■ **What is expected**
Tally every line of the records below that includes "edged", and reply with the total alone.

■ **Supplied records**
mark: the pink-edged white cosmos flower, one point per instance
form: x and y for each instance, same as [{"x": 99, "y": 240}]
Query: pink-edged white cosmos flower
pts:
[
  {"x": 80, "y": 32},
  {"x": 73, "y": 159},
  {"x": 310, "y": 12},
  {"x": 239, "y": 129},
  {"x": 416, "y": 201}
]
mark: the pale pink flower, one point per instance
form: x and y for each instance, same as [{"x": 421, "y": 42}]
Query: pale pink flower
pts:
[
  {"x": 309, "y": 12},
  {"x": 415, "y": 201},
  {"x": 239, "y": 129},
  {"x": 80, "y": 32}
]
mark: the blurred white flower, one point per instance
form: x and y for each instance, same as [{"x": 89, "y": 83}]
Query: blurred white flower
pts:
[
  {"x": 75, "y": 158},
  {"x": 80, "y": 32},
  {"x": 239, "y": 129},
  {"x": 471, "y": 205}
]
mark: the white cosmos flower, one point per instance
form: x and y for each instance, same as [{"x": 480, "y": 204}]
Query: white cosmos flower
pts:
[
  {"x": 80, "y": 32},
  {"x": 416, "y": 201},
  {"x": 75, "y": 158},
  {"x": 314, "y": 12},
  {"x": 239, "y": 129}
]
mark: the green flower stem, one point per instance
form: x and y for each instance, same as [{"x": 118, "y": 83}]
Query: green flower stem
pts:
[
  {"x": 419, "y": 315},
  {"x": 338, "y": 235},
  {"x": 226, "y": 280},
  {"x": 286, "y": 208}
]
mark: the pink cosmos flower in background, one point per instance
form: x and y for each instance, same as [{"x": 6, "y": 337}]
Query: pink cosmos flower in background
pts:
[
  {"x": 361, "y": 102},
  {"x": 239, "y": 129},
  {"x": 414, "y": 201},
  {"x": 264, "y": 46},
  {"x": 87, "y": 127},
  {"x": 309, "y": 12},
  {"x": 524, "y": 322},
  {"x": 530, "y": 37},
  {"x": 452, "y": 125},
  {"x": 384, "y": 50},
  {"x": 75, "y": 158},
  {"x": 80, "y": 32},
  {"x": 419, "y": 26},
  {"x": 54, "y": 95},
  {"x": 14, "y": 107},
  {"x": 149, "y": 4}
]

■ **Solved problem**
2